The government has been non-stop in rewarding irresponsibility. A recession is the perfect excuse for the government to spend trillions of dollars propping up politically connected institutions. Capitalism goes further and further down the drain as the government continues to buy ownership in failed financial institutions. There is no end in sight to reckless government spending as more and more “needy” institutions line up for some cash. Currently, the government has not drawn the line on bailouts. In fact, there are plans for another $500 billion in spending. With China (one of our biggest buyers of Treasury bonds) enacting an enormous stimulus package of its own to the tune of $586 billion, one has to wonder if they will sell their Treasury bonds to finance their own government spending. Investors have turned to the U.S. dollar during these turbulent times, which can induce China to sell. However, upon sale of said securities coupled with insane amounts of government spending, it is very likely that the U.S. dollar will suffer a worse fate than it did in 2007. Don’t get used to those low gas prices just yet…
The government refuses to learn from history. Government-injected spending has always prolonged the agony and has paved the way for bigger and more costly problems in the future. Over the years, “funny money” has severely weakened consumer purchasing power. What ever happened to the days of buying cars for cash, and a $20,000 mortgage? Answer: the Fed, World Bank and the International Monetary Fund (IMF) bailouts. In addition, these institutions were only interested in protecting large commercial banks. After decades of protection, now they are too big to fail! There’s a reason why small banks are virtually non-existent in your local neighborhood.

● ● ● ●

Task to complete - In the text on government bailouts, what is the size of China's stimulus package? The listing has no connection to the text on government bailouts.

● ● ● ●

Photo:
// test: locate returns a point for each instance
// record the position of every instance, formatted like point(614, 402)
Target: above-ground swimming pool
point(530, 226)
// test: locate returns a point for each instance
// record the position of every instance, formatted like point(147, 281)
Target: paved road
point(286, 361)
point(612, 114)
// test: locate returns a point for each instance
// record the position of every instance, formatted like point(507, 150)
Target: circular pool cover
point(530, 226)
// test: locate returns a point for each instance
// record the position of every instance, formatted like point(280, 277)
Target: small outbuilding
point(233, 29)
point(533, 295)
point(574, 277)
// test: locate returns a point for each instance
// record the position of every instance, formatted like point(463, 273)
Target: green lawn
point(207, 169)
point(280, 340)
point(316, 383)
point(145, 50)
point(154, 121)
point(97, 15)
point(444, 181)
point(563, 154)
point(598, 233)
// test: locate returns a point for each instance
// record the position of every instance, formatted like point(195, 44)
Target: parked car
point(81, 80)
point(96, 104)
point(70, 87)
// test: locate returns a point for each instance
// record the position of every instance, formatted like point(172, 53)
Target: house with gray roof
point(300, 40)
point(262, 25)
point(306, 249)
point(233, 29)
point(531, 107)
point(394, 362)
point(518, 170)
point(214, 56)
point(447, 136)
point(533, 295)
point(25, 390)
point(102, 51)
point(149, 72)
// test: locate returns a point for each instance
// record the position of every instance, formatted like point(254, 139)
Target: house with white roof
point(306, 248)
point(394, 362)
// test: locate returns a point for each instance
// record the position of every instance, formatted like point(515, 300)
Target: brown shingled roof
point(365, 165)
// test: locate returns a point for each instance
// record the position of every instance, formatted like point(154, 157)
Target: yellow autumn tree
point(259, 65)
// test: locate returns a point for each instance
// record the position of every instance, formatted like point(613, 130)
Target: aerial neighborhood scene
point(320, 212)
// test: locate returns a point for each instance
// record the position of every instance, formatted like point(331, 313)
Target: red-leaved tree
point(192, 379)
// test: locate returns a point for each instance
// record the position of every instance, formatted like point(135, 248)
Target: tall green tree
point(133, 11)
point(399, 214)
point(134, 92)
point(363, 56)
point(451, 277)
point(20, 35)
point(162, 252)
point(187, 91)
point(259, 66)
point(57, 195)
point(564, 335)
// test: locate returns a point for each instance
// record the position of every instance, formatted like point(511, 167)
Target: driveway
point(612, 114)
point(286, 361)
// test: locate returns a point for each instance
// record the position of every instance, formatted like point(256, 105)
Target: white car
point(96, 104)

● ● ● ●

Task result - $586 billion.